レッドブルF1代表 「ここまで落胆した気分で週末を終えることは滅多にない」
レッドブル・レーシングのF1チーム代表であるクリスチャン・ホーナーが、2022年F1ブラジルGPの決勝レースを振り返った。
インテルラゴスでの厳しい午後を過ごしたマックス・フェルスタッペンとセルジオ・ペレスは、それぞれ6位、7位でレースを終えた。フェルスタッペンの優勝のチャンスはレース序盤のルイス・ハミルトン(メルセデス)との接触でフロントウイングとともに砕け散った。
一方、セルジオ・ペレスの上位フィニッシュのチャンスもレース終盤に遠ざかり、ミディアムタイヤを履いていた彼はなす術もなく2番手からポジションを下げて7位でチェッカーを受けた。
「今シーズン、ここまで落胆した気分でレースウィークエンドを終えることは滅多にない」とクリスチャン・ホーナーはコメント。
「サンパウロGPの6位と7位という結果は今シーズンの我々の基準からは遙かに離れている。一番の問題はペースだった。ジョージ(ラッセル)が週末を通じて素晴らしいドライビングをしており、メルセデスはシーズンを通じて行ってきた様々なアップデートによりスピードを高め続けている。今週末の私たちがなぜパフォーマンスが発揮できなかったのかを理解し、アブダビで全力を尽くしたい」
「マックスとチェコの件についてはチームで話し合った。アブダビではチェコをチャンピオンシップ2位に導くためにチーム一丸となって全力を尽くすつもりだ。マックスもサポートしてくれる。突き詰めれば、チームとして仕事をして、チームとしてレースをするだけだ。これが今シーズンの私たちに大きな成功をもたらし、今後も私たちを導いてくれる信念だ」
2022年 第21戦 F1ブラジルGP
スタートシグナルが消えると、ジョージ・ラッセルとルイス・ハミルトンのメルセデス勢2台が後続を抑えたままターン1へ進入。マックスとチェコは3番手、4番手でグリッドポジションを守った。集団がターン8を通過する中、後方ではダニエル・リカルド(マクラーレン)がケビン・マグヌッセン(ハース)のリアに接触。マグヌッセンがスピンして押し戻される際にリカルドと接触し、リカルドはそのままバリアへ飛ばされた。これでセーフティカーが導入され、レースは振り出しに戻った。
レースは7周目に再開するが、マックスのレースはその直後に瓦解してしまう。リスタートではラッセルが首位を守ると、マックスとチェコがハミルトンにプレッシャーをかける。チェコはハミルトンのインサイドを狙おうとする中、マックスがアウトサイドに回る。

▸ **データ**:
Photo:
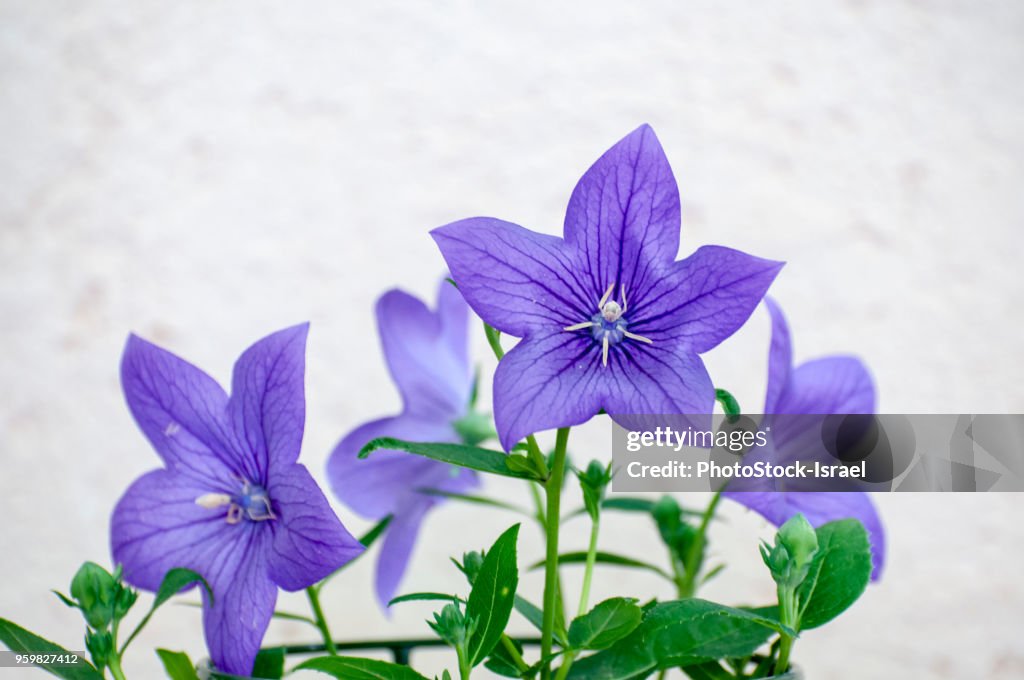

▸ **作業内容**:
ページ抜粋をもとに、次の問いにそれぞれ答えてください。
(a) フェルスタッペンとペレスは決勝レースをそれぞれ何位で終えたか。
(b) レース終盤にペレスが履いていたタイヤは何か。
(c) セーフティカー導入後、レースは何周目に再開したか。

▸ **課題の解答**:
(a) フェルスタッペンは6位、ペレスは7位。
(b) ミディアムタイヤ。
(c) 7周目。